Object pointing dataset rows
- - - - -
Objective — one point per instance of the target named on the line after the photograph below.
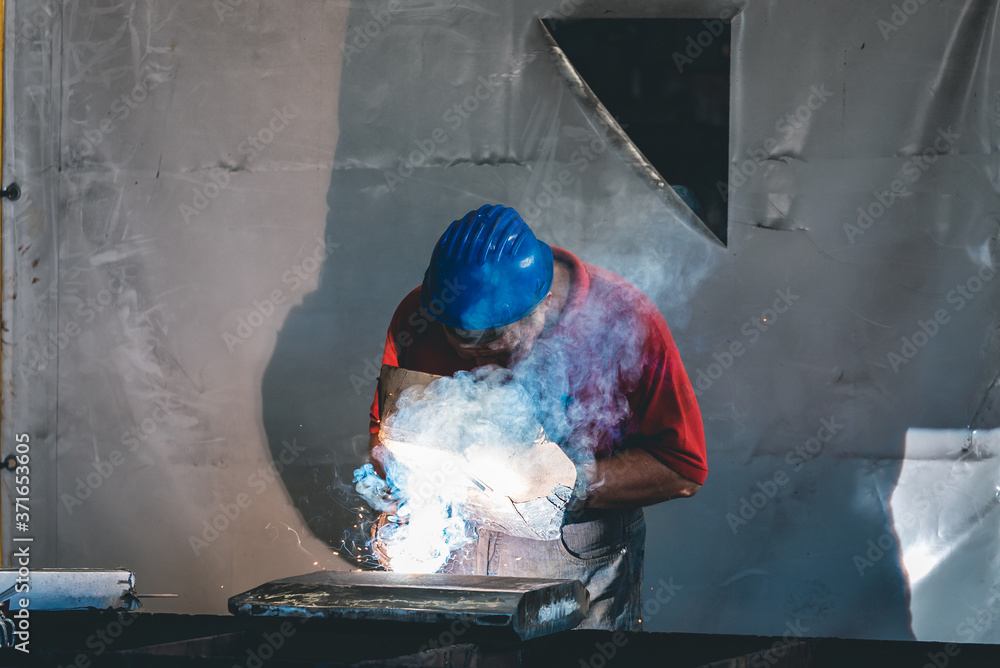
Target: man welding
(608, 379)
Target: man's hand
(634, 478)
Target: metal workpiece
(69, 589)
(529, 607)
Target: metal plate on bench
(530, 607)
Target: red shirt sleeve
(667, 421)
(390, 355)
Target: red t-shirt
(607, 373)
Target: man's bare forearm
(634, 478)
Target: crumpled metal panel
(944, 516)
(855, 299)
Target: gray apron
(601, 548)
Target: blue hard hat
(487, 270)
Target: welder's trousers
(603, 549)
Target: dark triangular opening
(666, 82)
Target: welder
(608, 379)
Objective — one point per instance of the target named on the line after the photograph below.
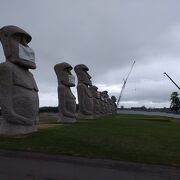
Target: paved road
(34, 166)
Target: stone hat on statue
(8, 31)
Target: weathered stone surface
(18, 89)
(67, 101)
(85, 97)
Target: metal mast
(171, 80)
(124, 84)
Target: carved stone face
(82, 74)
(94, 91)
(15, 44)
(63, 72)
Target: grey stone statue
(85, 97)
(96, 100)
(18, 90)
(67, 101)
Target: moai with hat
(67, 101)
(18, 90)
(85, 98)
(96, 101)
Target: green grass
(138, 138)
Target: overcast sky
(107, 36)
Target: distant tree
(175, 102)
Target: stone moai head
(67, 101)
(63, 72)
(85, 97)
(15, 44)
(94, 91)
(82, 74)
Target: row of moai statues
(19, 99)
(92, 103)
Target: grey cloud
(106, 36)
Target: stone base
(82, 116)
(14, 129)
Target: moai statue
(18, 90)
(85, 97)
(67, 101)
(96, 100)
(113, 98)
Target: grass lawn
(138, 138)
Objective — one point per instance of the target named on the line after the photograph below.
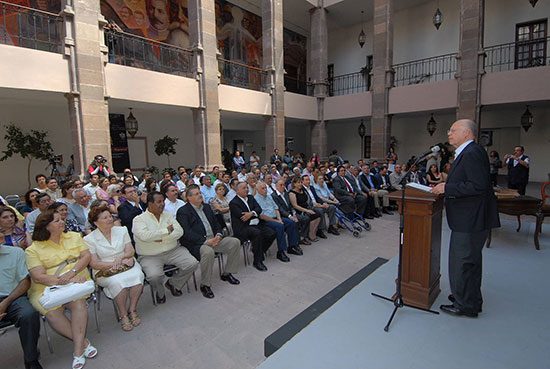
- - - - -
To do
Copy out every line of the records above, leaving the pictures out.

Expected answer
Objective — one point per instance of the target named on the line after the photograph below.
Target: man welding
(608, 379)
Target: man's hand
(634, 478)
Target: metal workpiece
(69, 589)
(529, 607)
Target: metal plate on bench
(530, 607)
Target: red shirt sleeve
(667, 421)
(390, 355)
Target: red t-shirt
(607, 373)
Target: man's bare forearm
(634, 478)
Target: crumpled metal panel
(944, 516)
(855, 299)
Target: gray apron
(601, 548)
Target: blue hard hat
(487, 270)
Target: welder's trousers
(603, 549)
Target: dark triangular opening
(666, 82)
Target: welder
(608, 379)
Objective — one point per instance of the target named on the line after the photograph below.
Target: paved road
(34, 166)
Target: stone hat on statue
(8, 31)
Target: weathered stone surface
(18, 89)
(67, 101)
(85, 97)
Target: metal mast
(171, 80)
(124, 84)
Target: carved stone face
(82, 74)
(94, 91)
(15, 44)
(63, 72)
Target: grey stone statue
(85, 97)
(96, 100)
(18, 90)
(67, 101)
Target: moai with hat
(67, 101)
(18, 90)
(85, 98)
(96, 101)
Target: green grass
(138, 138)
Target: overcast sky
(107, 36)
Target: distant tree
(175, 102)
Target: stone moai head
(67, 101)
(63, 72)
(85, 97)
(15, 44)
(94, 91)
(82, 74)
Target: row of moai statues
(19, 99)
(92, 103)
Target: grey cloud
(106, 36)
Target: stone base
(82, 116)
(14, 129)
Target: moai statue
(18, 90)
(85, 97)
(67, 101)
(96, 100)
(113, 98)
Target: grass lawn
(138, 138)
Objective — one point per instance of the target named on the line after the photograph below.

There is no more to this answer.